La Double épreuve, ou la Boiteuse et la borgne, comédie en 3 actes en prose (par M. de Cubières-Palmézeaux). (Paris, Variétés du Palais-Royal, 1788 et 1789.)

La pièce figure dans les Œuvres dramatiques de Cubières-Palmézeaux, tome 3, où elle est précédée d'une préface où l'auteur dit que cette Double épreuve, dont Cubières-Palmézeaux dit dans la préface qui précède la pièce qu'elle « n'est autre chose que l'Epreuve Singulière, ou la Jambe de bois, publiée en 1786 dans le second volume de mon Théâtre moral » représentée le 16 décembre 1788 sur le théâtre des Variétés du Palais-Royal (les Variétés-Amusantes). Cette représentation, la seule que connaisse la base César, aurait été suivie d'une soixantaine d'autres représentations, grâce aux corrections apportées à la pièce par Dorfeuille, le directeur du théâtre.

La version imprimée dans les Œuvres dramatiques comporterait de nombreux changements différents de ceux de Dorfeuille. Cubières-Palmézeaux la résume ainsi (p. 148 :

La scène se passait à Londres, je la mets à Lyon. Mes acteurs étaient anglais, ils sont français par conséquent ; le sujet de cette bagatelle est un fait anecdotique assez connu. C'est un amant qui, pour plaire à sa maîtresse qu'il croit boiteuse, veut se faire couper une jambe. C'est à un anglais que j'avais attribué ce dévoûment héroïque ; mais, en y réfléchissant, j'ai cru qu'un Français bien amoureux pouvait en être susceptible. Il y a à Lyon un artiste d'un très-grand mérite, nommé M. Jambon, ce citoyen vertueux fait avec tant d'adresse des mains, des bras, des yeux et même des jambes artificielles, que ses ouvrages merveilleux égalent presque les créations de la nature. Je l'ai introduit dans ma pièce, non pas sous son propre nom, j'aurais craint de blesser sa modestie, mais sous celui de Giamboni qui lui ressemble beaucoup ; et pour dépayser encore plus le spectateur ou le lecteur, j'ai fait de cet artiste un docteur italien. M. Jambon est un ami de l'humanité à qui j'ai cru devoir rendre ce faible hommage, et c'est lui en partie qui est cause que j'ai transporté ma scène à Lyon.

▸ **Liste fournie**:
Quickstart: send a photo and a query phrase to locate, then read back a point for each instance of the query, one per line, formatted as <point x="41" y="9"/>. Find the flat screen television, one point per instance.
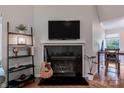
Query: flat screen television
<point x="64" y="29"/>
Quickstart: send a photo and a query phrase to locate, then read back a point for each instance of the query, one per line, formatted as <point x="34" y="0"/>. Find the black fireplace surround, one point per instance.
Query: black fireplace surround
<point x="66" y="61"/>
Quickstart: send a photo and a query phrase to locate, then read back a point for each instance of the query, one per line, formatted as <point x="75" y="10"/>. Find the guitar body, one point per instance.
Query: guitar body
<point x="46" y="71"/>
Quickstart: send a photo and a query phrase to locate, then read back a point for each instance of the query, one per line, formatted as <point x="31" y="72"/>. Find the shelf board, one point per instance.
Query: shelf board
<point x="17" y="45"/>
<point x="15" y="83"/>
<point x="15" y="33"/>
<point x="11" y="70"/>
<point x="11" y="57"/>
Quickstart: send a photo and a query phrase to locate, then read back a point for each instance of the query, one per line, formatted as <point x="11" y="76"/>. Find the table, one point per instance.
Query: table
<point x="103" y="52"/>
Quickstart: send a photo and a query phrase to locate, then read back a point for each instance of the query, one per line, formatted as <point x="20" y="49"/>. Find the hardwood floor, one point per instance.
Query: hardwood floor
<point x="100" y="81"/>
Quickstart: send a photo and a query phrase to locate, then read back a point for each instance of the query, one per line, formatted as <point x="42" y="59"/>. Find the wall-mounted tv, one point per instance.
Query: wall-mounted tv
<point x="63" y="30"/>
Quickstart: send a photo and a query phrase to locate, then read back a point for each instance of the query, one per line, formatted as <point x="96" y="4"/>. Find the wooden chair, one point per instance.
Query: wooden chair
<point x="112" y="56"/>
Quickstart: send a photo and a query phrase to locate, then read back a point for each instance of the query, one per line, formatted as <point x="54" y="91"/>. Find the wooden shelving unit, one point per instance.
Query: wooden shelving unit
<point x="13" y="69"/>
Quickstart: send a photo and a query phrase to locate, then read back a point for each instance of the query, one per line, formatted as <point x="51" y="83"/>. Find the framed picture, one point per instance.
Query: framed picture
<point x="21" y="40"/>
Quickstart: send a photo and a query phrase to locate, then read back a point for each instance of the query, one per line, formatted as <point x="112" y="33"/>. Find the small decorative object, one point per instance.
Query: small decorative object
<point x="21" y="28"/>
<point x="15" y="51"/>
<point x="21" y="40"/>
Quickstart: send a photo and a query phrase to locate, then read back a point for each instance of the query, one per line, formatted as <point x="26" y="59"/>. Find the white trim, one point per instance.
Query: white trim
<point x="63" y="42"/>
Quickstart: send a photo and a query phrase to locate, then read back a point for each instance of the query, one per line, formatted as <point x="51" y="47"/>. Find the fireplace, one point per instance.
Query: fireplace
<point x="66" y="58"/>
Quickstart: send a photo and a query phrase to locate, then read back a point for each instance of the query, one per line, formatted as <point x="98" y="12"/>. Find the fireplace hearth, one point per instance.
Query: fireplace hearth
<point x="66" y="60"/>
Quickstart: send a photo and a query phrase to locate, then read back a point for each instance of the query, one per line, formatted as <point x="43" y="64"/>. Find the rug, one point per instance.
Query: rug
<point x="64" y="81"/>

▸ **Consigne écrite**:
Poursuivez la notice sur la comédie La Double épreuve à partir de sa dernière phrase. La liste ne sert à rien pour ce travail.

▸ **Réponse rédigée**:
En l'an 11, l'Epreuve singulière,ou la Jambe de bois a donné lieu à une polémique, « une petite querelle », entre l'auteur et J.-A. Jacquelin, que Cubières-Palmézeaux accuse de plagiat. Il s'agit d'une comédie vaudeville en un acte et en prose, l'Amour à l'anglaise, de Jacquelin et Rougemont. La polémique a pris la forme d'un échange de lettres entre Cubières-Palmézeaux et Jacquelin, d'abord dans les colonnes du Courrier des spectacles puis dans des lettres privées.

Première lettre, acressée au Courrier des spectacles qui la publie le 1.er prairial an 11 [21 mai 1803] :

Au Courier des Spectacles.

MESSIEURS,

J'ai publié en 1786 un ouvrage en deux volumes in-8., intitulé : Théâtre moral, ou Pièces dramatiques nouvelles. On trouve dans le second volume de cette collection une Comédie en trois actes, en prose, intitulée : l'Épreuve Singulière, ou la Jambe de bois, qui, du tems que messieurs Gaillard et Dorfeuille étaient directeurs du Théâtre de Variétés, y éprouva une chûte bien marquée. Il a paru depuis une comédie de M. Beraud, sous le titre de l’Extravagante ou la Boiteuse, qui est absolument calquée sur mon Épreuve Singulière. Je n'ai point fait de réclamation à ce sujet, parce que j'attache fort peu de prix à mes bagatelles dramatiques. Cependant il vient de paraître une troisième pièce intitulée : l'Amour à l'anglaise, comédie vaudeville en un acte en prose, de messieurs Jacquelin et Rougemont, qui ressemble encore plus que la Boiteuse, à mon Épreuve Singulière, et peut-être aurais-je tort de ne pas remercier ces messieurs de m'avoir emprunté non-seulement leur sujet, mais la plupart de leurs scènes et même de leurs expressions. Graces à leur talent pour embellir les idées d'autrui, ils m'ont fait obtenir sur le théâtre des Jeunes Élèves, de la rue de Thionville, un succès qui ne m'a rien coûté et auquel je n'aurais pas dû m'attendre. Ils ont semé dans leur pièce quelques arriettes et vaudevilles qui, à la vérité ne m'appartiennent pas, mais presque tout le reste m'appartient, la scène entr'autres du chirurgien avec le milord, et je les prie d'agréer dans cette lettre le témoignage de ma reconnaissance.

30 floreal, an Il.

Salut et estime

C. PALMÉZEAUX.

Deuxième lettre (réponse de Jacquelin à la lettre parue dans le Courrier des spectacles du jour) :

Au citoyen Palmézeaux,

Paris, 1.er prairial, an 11.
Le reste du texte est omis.